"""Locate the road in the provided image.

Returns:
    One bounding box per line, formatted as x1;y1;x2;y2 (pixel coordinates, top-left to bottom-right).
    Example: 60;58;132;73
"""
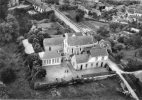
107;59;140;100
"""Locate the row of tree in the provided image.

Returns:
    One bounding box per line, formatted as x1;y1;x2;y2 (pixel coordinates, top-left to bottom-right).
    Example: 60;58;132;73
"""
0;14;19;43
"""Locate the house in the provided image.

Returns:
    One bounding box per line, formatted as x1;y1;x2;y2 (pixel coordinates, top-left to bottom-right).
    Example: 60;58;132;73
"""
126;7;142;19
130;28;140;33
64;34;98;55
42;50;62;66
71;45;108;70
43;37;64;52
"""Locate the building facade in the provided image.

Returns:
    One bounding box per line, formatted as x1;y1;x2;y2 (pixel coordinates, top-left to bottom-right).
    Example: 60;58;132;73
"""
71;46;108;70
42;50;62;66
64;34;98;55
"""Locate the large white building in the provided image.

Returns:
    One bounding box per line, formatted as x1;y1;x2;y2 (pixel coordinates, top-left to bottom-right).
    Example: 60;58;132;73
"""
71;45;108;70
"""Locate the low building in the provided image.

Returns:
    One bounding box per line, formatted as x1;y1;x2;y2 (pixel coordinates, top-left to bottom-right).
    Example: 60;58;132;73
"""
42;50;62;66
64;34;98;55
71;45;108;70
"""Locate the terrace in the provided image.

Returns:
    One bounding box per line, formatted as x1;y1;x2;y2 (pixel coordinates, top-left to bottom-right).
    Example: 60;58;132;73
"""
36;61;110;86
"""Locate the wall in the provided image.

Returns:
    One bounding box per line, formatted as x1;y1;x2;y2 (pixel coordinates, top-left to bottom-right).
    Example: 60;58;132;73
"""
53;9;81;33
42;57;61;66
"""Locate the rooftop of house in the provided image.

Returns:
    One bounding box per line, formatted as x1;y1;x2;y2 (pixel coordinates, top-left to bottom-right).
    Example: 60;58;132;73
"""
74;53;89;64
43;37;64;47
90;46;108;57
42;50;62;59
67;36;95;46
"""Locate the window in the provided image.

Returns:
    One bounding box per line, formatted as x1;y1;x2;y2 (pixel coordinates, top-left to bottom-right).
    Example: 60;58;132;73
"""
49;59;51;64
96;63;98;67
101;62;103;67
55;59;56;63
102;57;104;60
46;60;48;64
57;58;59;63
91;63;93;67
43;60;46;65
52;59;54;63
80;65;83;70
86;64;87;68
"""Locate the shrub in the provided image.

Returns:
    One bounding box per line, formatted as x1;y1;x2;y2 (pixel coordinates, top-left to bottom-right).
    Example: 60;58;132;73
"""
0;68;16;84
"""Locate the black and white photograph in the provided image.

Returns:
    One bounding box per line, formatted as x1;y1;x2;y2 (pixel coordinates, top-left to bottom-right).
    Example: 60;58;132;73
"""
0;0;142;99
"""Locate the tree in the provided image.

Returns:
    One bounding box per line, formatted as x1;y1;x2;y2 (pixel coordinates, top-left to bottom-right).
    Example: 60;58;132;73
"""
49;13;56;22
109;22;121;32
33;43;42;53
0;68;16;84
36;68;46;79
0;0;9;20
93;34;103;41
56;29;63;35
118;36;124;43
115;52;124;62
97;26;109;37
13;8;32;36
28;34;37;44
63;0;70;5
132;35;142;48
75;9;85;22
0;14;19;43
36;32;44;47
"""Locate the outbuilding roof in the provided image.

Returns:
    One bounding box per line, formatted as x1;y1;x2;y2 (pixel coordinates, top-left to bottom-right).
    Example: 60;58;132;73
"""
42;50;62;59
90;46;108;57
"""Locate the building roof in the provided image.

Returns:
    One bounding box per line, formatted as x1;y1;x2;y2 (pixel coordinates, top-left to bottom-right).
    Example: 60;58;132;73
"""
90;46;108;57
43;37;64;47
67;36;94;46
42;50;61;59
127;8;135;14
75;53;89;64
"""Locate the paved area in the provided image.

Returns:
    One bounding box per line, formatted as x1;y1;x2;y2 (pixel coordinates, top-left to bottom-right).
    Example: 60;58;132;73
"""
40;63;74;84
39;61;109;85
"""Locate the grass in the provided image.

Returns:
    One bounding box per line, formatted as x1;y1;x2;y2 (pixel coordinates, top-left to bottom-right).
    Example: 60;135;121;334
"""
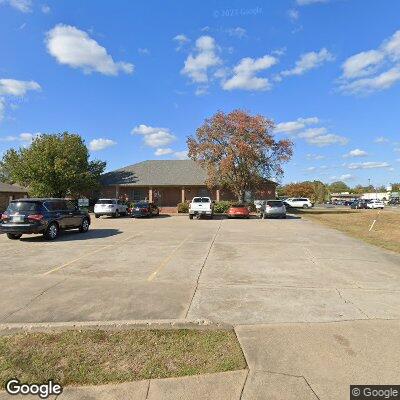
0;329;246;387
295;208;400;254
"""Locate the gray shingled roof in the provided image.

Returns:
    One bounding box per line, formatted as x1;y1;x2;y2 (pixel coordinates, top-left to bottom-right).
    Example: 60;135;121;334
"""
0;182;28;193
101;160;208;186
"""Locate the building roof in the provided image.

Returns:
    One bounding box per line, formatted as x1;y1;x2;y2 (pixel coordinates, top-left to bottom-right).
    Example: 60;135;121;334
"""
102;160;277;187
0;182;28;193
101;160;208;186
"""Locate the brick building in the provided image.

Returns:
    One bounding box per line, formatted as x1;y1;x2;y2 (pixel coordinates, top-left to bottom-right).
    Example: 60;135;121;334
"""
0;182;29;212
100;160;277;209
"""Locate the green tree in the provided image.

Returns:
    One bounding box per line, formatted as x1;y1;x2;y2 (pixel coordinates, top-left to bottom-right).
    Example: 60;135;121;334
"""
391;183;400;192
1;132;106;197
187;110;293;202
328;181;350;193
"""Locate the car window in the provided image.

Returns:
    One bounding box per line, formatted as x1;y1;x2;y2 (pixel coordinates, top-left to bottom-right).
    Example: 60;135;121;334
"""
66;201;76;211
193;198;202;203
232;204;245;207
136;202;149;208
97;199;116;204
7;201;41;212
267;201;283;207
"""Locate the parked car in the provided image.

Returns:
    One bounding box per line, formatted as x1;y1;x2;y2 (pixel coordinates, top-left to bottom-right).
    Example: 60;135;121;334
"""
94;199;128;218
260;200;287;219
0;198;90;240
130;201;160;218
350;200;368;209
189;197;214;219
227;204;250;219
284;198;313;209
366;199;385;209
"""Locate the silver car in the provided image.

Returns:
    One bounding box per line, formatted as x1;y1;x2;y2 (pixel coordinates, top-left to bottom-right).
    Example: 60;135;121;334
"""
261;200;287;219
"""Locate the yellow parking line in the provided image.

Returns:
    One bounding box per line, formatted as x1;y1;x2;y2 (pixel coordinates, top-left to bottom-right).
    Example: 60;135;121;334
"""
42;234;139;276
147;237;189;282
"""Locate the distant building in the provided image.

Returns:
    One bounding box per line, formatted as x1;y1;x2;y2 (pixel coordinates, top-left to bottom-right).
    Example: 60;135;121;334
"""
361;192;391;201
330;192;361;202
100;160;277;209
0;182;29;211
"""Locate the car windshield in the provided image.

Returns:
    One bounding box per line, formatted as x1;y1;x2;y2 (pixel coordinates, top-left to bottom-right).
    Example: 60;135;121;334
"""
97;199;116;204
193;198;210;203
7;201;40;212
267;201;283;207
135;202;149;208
....
■ **REQUIRED ACTION**
Scan the listing above and copy all lines containing the word "house".

■ **YOUR RESPONSE**
"""Locate the house in the provided image.
"""Locate the rooftop of house in the provided image.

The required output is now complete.